> [Written exercise]: Starting at the beginning of the records and ending at the line that contains "Return the mask of every instance of the broken", including that line, present each line as one string in a JSON list, leaving out any blank lines.

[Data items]
########

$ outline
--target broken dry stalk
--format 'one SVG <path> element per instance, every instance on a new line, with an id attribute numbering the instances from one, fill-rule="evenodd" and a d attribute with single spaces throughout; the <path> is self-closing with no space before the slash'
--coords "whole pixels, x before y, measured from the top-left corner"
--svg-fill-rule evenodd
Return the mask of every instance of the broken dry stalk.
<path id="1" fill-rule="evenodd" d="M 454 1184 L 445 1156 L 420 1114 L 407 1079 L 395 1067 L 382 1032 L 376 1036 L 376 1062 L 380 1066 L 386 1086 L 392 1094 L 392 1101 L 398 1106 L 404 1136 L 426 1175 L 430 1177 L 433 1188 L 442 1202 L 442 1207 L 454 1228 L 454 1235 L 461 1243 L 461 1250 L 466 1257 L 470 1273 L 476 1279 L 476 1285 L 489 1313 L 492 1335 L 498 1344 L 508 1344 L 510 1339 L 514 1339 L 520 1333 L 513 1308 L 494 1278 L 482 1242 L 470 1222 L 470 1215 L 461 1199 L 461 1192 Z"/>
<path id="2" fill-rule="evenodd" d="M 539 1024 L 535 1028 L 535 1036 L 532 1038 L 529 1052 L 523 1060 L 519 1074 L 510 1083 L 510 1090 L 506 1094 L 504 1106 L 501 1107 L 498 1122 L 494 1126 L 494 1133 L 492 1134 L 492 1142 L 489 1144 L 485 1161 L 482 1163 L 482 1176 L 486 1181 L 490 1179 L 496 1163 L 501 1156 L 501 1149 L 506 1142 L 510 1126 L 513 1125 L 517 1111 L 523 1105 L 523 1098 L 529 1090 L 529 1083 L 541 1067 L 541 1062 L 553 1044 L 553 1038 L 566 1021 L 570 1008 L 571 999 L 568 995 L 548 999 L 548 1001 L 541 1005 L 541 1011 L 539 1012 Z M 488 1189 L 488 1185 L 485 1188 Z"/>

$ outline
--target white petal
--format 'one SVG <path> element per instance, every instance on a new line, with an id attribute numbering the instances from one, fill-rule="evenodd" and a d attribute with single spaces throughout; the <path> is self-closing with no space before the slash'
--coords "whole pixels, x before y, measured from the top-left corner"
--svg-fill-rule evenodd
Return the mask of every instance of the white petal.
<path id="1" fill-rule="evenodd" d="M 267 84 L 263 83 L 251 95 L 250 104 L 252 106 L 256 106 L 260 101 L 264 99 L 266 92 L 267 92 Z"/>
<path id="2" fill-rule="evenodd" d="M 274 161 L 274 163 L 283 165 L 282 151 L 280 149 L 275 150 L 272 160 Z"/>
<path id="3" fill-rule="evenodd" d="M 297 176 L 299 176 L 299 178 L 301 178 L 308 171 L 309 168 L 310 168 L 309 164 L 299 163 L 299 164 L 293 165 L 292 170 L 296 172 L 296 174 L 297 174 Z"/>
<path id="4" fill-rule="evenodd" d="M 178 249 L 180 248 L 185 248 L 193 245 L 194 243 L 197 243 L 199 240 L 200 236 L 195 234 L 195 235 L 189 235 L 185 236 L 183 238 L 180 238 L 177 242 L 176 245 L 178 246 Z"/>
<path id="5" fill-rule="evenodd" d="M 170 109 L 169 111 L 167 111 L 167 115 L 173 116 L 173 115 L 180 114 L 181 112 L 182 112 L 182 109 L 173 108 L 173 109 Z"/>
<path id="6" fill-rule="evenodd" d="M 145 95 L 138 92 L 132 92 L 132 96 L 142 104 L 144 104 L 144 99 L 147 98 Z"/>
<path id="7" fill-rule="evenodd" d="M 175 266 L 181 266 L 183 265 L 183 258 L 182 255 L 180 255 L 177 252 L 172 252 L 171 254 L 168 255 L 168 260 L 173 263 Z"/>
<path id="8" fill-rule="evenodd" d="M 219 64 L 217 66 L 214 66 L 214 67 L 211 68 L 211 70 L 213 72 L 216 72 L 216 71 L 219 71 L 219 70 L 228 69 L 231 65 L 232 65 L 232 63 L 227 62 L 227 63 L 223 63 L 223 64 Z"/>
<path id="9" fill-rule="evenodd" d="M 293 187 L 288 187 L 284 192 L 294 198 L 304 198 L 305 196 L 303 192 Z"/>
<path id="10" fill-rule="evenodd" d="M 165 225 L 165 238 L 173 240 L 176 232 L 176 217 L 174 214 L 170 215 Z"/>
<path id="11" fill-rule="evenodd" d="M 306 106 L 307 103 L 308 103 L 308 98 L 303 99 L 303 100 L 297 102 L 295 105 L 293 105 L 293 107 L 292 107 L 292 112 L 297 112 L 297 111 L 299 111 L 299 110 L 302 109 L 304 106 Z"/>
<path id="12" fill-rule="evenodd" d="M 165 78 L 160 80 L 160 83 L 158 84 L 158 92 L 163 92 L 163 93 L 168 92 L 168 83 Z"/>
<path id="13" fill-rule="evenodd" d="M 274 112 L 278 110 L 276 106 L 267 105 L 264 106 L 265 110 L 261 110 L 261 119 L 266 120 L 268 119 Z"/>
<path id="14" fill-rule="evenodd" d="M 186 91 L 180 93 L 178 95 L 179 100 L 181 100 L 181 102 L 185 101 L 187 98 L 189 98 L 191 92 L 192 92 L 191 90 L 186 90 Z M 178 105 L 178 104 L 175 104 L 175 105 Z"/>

########

> [Correct output]:
[
  "$ outline",
  "--target broken dry stalk",
  "--format 'one SVG <path> element per instance, every instance on a new line, with an id attribute numbering the instances from one, fill-rule=\"evenodd\" and a d attribute with single spaces throughout; the <path> is self-closing with no space before the slash'",
  "--coords \"whole pixels, x before y, measured from the top-left corner\"",
  "--svg-fill-rule evenodd",
  "Return the mask of every instance of the broken dry stalk."
]